§ RECORDS FOR THIS TASK
====

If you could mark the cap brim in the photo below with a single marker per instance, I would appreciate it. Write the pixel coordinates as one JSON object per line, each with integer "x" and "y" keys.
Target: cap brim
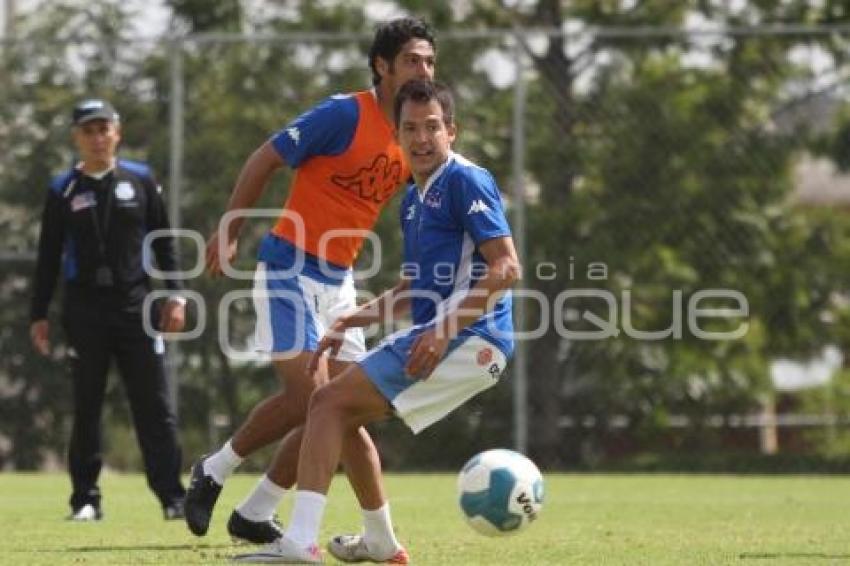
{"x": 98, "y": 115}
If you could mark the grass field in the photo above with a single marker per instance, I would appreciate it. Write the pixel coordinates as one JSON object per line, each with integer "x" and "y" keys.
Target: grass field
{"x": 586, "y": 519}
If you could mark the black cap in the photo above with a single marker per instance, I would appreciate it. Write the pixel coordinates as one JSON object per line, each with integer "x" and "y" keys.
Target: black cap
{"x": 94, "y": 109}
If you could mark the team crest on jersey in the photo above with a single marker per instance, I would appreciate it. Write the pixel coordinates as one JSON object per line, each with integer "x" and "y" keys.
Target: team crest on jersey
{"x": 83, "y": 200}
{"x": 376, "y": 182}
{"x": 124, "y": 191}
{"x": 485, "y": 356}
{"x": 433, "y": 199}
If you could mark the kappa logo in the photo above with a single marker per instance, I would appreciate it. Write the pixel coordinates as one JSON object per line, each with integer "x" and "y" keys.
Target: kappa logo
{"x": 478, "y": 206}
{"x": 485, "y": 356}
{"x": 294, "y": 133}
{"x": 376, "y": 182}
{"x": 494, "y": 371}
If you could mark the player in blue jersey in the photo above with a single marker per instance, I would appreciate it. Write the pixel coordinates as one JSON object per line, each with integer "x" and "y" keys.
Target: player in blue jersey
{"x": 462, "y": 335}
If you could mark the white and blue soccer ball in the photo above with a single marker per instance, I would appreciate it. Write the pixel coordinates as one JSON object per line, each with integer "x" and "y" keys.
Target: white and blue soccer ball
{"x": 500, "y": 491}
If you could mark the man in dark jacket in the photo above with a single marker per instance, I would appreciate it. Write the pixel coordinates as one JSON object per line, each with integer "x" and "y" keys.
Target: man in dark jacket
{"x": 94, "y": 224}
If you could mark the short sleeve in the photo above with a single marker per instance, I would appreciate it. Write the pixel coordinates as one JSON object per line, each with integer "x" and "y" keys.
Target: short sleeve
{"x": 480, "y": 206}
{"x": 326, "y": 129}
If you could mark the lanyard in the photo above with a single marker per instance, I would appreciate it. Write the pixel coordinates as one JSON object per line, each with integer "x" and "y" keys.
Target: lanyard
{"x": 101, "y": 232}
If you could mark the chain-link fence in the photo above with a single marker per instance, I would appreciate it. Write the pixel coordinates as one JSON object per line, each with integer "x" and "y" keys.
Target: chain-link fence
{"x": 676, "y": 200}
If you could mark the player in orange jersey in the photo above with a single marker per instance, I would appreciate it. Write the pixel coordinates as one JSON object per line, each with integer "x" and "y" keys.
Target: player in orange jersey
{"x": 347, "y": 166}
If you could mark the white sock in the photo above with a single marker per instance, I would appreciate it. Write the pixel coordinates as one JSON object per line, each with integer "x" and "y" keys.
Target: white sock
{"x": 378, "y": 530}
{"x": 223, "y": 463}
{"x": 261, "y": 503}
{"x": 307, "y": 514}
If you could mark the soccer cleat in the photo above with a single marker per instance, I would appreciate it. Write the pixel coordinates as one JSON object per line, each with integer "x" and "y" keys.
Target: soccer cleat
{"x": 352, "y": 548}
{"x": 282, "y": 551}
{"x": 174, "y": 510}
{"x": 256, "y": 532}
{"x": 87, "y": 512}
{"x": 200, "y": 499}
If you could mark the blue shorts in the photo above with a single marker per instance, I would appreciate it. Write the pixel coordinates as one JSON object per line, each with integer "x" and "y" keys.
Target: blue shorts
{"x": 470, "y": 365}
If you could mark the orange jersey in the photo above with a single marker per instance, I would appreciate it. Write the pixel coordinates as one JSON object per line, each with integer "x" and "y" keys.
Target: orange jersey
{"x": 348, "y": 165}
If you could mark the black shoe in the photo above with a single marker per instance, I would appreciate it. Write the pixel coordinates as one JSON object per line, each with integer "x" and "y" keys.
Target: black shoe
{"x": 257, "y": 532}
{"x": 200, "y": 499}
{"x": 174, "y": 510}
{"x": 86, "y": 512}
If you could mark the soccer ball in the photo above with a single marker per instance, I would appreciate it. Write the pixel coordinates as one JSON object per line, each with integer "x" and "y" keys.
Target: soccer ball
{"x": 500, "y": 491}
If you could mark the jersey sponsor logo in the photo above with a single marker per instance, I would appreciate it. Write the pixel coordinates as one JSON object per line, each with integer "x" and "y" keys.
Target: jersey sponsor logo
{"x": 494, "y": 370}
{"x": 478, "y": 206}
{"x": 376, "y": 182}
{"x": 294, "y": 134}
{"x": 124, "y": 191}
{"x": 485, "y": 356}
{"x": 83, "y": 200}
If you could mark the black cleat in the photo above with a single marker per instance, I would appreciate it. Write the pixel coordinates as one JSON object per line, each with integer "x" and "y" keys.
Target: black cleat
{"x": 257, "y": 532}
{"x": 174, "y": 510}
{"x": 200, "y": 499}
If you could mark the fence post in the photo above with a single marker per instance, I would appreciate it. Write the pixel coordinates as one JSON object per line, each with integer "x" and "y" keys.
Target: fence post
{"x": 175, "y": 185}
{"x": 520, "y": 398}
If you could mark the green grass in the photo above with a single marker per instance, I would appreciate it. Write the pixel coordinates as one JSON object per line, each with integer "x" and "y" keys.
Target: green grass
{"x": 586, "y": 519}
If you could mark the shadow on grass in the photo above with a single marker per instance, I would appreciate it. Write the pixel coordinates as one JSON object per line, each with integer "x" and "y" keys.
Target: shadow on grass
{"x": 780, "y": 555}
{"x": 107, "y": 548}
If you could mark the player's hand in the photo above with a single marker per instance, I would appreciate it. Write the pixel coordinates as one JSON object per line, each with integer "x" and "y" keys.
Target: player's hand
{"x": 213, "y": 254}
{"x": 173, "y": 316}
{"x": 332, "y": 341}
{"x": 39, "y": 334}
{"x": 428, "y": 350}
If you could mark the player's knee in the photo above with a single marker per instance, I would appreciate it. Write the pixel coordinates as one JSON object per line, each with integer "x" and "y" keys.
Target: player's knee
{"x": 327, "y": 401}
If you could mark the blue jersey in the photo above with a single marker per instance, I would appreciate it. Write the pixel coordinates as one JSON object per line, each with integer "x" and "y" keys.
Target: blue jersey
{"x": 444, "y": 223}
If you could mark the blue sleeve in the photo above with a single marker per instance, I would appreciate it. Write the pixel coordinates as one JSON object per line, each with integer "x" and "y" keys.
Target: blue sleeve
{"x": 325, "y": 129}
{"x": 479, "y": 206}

====

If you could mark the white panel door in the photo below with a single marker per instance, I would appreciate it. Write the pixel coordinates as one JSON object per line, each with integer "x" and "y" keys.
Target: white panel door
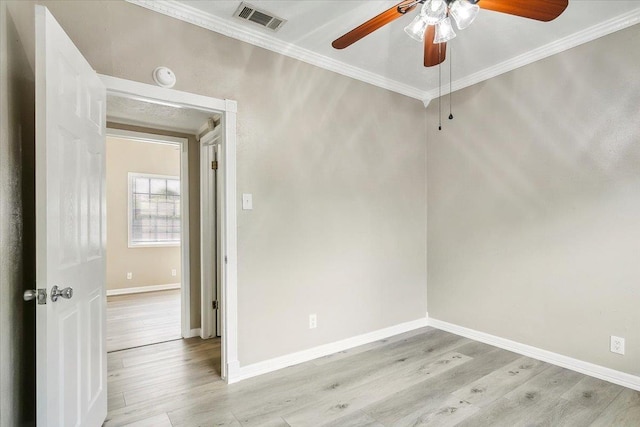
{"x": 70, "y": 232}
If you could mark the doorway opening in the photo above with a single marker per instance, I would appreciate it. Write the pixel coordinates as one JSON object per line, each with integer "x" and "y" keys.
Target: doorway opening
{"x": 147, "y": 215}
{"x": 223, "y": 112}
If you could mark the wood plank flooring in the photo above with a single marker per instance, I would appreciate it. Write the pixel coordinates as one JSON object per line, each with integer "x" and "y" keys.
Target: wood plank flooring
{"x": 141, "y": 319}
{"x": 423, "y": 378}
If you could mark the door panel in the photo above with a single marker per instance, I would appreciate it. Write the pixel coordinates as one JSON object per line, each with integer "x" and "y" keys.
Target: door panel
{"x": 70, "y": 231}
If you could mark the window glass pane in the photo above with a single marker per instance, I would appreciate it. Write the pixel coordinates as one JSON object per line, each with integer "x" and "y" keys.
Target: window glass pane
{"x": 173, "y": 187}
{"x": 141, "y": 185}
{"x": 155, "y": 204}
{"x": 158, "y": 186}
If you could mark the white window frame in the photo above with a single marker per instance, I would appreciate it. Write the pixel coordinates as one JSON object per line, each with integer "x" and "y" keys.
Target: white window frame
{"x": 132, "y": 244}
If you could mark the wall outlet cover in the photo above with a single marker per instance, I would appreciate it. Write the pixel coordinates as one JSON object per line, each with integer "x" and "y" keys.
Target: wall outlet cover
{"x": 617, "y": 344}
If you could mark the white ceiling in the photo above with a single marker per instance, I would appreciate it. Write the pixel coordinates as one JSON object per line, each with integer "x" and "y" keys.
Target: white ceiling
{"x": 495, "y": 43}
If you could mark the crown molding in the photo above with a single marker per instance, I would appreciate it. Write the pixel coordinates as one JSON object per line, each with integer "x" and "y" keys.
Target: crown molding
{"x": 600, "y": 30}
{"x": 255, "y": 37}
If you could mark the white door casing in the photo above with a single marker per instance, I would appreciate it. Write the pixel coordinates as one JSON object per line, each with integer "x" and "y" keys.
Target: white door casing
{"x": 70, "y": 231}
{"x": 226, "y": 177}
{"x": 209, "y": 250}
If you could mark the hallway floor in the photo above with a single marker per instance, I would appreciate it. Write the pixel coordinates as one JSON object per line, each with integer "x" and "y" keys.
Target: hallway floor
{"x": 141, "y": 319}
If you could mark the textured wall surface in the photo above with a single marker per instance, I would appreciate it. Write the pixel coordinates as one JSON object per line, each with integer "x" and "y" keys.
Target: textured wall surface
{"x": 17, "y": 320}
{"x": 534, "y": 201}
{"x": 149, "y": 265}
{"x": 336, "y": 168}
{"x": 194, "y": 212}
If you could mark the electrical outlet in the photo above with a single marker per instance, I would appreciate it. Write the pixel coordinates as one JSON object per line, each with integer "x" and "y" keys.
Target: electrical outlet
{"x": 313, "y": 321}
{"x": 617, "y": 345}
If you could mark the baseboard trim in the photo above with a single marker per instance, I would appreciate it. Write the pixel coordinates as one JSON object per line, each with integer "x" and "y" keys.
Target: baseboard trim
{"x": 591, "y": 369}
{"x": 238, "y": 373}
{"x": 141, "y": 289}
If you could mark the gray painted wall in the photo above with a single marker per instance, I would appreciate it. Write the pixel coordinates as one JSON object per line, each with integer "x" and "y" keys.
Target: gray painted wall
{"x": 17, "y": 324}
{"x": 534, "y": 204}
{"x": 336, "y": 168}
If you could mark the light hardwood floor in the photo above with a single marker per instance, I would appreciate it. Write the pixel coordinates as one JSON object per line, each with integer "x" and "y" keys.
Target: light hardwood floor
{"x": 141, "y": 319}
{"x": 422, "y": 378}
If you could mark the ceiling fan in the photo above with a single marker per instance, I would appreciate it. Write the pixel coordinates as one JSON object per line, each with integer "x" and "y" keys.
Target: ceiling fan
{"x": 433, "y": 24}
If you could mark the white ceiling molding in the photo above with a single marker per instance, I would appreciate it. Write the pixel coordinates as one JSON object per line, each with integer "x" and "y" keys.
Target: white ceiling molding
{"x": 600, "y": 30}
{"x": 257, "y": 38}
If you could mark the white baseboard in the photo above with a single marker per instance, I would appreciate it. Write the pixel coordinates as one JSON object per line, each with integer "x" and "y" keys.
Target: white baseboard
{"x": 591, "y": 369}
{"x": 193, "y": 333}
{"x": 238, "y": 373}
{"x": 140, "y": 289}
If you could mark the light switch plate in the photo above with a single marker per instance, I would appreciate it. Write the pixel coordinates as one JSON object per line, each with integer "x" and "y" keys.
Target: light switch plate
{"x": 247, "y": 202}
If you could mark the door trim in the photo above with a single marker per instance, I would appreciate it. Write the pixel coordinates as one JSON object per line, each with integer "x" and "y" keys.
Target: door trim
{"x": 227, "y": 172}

====

Find every line in the records above that contains the word "sleeve", and copy each of those lines.

If you could mark the short sleeve in the photo above with a single marker per instance, I would appreciate it. Write the pixel coordinates as one JSON object per line, each with integer "x" and "y" keys.
Target: short sleeve
If you could mark the blue sleeve in the photo above with a single marker per instance, I would appreciate it. Write the pixel coordinates as one JSON object per line, each with integer "x" and "y" keys.
Target: blue sleeve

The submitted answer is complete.